═══ TEXT SECTION

Chapter 9. Operator Philosophy

We’ve noted the problems Operators aim to solve, and you’ve stepped through detailed examples of how to build Operators with the SDK. You’ve also seen how to distribute Operators in a coherent way with OLM. Let’s try to connect those tactics to the strategic ideas that underpin them to understand an existential question: what are Operators for?

The Operator concept descends from Site Reliability Engineering (SRE). Back in Chapter 1, we talked about Operators as software SREs. Let’s review some key SRE tenets to understand how Operators apply them.

SRE for Every Application

SRE began at Google in response to the challenges of running large systems with ever-increasing numbers of users and features. A key SRE objective is allowing services to grow without forcing the teams that run them to grow in direct proportion. To run systems at dramatic scale without a team of dramatic size, SREs write code to handle deployment, operations, and maintenance tasks. SREs create software that runs other software, keeps it running, and manages it over time. SRE is a wider set of management and engineering techniques with automation as a central principle. You may have heard its goal referred to by different names, like “autonomous” or “self-driving” software. In the Operator Maturity Model we introduced in Figure 4-1, we call it “Auto Pilot.”

Operators and the Operator Framework make it easier to implement this kind of automation for applications that run on Kubernetes. Kubernetes orchestrates service deployments, making some of the work of horizontal scaling or failure recovery automatic for stateless applications. It represents distributed system resources as API abstractions. Using Operators, developers can extend those practices to complex applications.

══════
═══ PROVIDED MATERIAL

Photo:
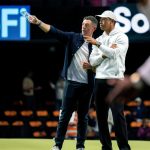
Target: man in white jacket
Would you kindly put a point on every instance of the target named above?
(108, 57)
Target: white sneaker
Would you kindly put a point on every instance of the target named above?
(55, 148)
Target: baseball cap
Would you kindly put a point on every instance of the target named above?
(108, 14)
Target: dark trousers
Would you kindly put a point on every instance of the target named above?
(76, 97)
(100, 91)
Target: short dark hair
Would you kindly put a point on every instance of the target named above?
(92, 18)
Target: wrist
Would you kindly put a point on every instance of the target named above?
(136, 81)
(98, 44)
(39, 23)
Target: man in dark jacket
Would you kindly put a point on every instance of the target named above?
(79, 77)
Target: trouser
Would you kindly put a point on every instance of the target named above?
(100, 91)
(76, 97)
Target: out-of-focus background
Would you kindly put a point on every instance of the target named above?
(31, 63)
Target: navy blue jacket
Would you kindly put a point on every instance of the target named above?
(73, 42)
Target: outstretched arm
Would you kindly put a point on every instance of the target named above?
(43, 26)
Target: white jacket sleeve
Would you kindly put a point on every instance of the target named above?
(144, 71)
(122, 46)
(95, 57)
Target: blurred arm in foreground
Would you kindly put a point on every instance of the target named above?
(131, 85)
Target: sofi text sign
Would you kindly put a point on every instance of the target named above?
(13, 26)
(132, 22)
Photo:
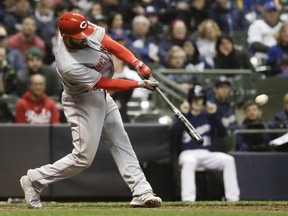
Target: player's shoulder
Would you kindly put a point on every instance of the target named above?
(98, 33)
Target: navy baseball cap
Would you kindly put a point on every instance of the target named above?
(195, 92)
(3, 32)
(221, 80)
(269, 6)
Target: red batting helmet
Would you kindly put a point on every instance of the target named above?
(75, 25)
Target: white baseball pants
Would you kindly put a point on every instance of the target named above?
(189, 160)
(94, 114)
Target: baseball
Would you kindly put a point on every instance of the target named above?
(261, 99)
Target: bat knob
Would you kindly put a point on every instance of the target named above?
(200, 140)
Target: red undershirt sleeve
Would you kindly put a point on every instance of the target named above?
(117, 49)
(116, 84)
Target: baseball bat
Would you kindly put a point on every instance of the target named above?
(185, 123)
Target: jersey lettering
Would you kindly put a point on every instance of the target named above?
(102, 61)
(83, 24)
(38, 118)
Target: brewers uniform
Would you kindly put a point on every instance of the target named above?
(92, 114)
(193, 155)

══════
═══ PROVIDED MATERIAL

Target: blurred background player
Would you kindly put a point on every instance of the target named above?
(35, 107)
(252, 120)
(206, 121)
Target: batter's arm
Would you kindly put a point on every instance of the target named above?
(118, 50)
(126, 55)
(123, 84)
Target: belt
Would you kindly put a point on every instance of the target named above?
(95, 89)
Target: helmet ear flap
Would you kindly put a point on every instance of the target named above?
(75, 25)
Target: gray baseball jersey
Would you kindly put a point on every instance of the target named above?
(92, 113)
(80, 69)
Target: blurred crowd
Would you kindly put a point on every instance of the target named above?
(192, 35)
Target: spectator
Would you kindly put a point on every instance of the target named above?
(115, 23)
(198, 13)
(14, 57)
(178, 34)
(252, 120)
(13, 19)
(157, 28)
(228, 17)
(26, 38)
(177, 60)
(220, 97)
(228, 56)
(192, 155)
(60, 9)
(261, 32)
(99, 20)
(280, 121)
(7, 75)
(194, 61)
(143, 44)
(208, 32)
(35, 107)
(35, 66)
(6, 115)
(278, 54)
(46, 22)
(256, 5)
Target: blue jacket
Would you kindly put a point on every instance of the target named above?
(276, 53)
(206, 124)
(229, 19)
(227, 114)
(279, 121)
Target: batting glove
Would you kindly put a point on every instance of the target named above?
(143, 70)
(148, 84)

══════

STATED GOAL:
Please answer these questions using the text on Operator philosophy:
1. At which company did SRE begin?
2. What name does the Operator Maturity Model give to the goal of "autonomous" or "self-driving" software?
3. As what does Kubernetes represent distributed system resources?

SOLUTION TO THIS EXERCISE:
1. Google
2. "Auto Pilot"
3. API abstractions